> **Fragmento citado**
El equilibrio regional de poder se inclina a su favor después del acuerdo nuclear.

En 2003, Estados Unidos —que, junto con sus aliados de la OTAN, ya habían ocupado Afganistán— derrocaron al Gobierno de Sadam Husein en Irak y doblegaron a su Ejército. Los líderes de Irán, alarmados porque el país estuviera rodeado, no perdieron tiempo y ofrecieron a Occidente un acuerdo conveniente que abarcaba todas las cuestiones polémicas, desde el desarrollo de armas nucleares —interrumpieron su programa nuclear militar— hasta la seguridad regional, incluido el proceso de paz palestino-israelí y su apoyo a Hezbolá y Hamás.

El reciente acuerdo marco sobre el programa nuclear de Irán ha tenido el efecto contrario. Si bien el acuerdo efectivamente frena el desarrollo de armas nucleares por parte de Irán, no restringe —ni siquiera aborda— las ambiciones hegemónicas del régimen en la región, para lo cual ya invirtió miles de millones de dólares y por lo que sufrió sanciones devastadoras. En consecuencia, el acuerdo marco está creando un caos estratégico en una región ya disfuncional. Cada día que pasa es más factible un futuro en el que potencias regionales como Turquía, Egipto y Arabia Saudí (que trabajó estrechamente con Pakistán en el frente nuclear) posean capacidades para desarrollar armas nucleares.

> **Filas**
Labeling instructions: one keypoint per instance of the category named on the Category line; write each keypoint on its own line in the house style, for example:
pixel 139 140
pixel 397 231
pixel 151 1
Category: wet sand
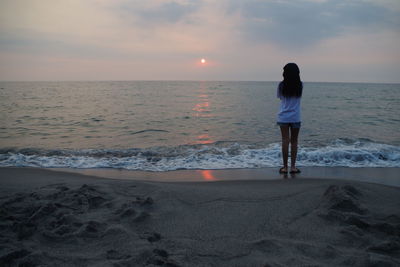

> **Consigna escrita 1**
Enumera las potencias regionales que, según el fragmento citado, podrían llegar a tener capacidades para desarrollar armas nucleares.
> **Consigna escrita 2**
Según el fragmento citado, ¿en qué año derrocó Estados Unidos al Gobierno de Sadam Husein en Irak?
> **Consigna escrita 3**
Transcribe del fragmento citado el tramo que va desde "El reciente acuerdo" hasta "desarrollar armas nucleares.".

> **Respuesta desarrollada 1**
Turquía, Egipto y Arabia Saudí.

> **Respuesta desarrollada 2**
En 2003.

> **Respuesta desarrollada 3**
El reciente acuerdo marco sobre el programa nuclear de Irán ha tenido el efecto contrario. Si bien el acuerdo efectivamente frena el desarrollo de armas nucleares por parte de Irán, no restringe —ni siquiera aborda— las ambiciones hegemónicas del régimen en la región, para lo cual ya invirtió miles de millones de dólares y por lo que sufrió sanciones devastadoras. En consecuencia, el acuerdo marco está creando un caos estratégico en una región ya disfuncional. Cada día que pasa es más factible un futuro en el que potencias regionales como Turquía, Egipto y Arabia Saudí (que trabajó estrechamente con Pakistán en el frente nuclear) posean capacidades para desarrollar armas nucleares.